— Start of Provided data —

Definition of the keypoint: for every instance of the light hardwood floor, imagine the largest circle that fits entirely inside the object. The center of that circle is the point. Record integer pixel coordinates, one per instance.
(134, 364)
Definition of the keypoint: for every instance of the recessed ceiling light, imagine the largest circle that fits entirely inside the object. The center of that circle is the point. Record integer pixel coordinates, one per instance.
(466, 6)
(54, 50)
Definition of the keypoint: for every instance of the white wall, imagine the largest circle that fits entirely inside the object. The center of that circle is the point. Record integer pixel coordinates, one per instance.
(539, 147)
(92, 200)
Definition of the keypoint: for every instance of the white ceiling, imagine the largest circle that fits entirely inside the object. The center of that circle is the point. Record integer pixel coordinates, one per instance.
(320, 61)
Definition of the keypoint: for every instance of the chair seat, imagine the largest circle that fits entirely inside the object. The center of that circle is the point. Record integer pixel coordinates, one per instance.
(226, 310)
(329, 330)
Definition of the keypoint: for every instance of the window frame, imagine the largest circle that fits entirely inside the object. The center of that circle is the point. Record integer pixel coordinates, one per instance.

— End of Provided data —
— Start of Provided data —

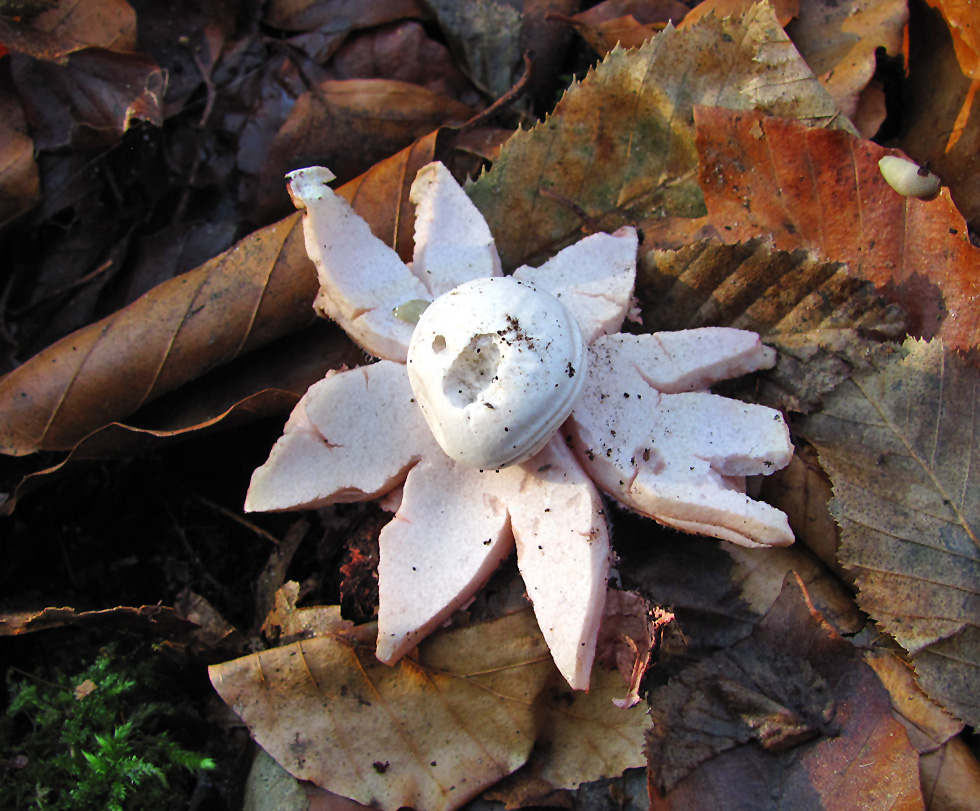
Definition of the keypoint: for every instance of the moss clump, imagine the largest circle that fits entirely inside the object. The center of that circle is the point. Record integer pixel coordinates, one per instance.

— End of Provided data —

_Brief_
Pick out every line of the material above that contains the word "window", and copy each one in full. Case counts.

_Correct output_
Definition of the keypoint: for every instance of the window frame, imagine the largest circle that fits entirely inside the object. The center of that circle is the point. Record integer pixel coordinates, one per instance.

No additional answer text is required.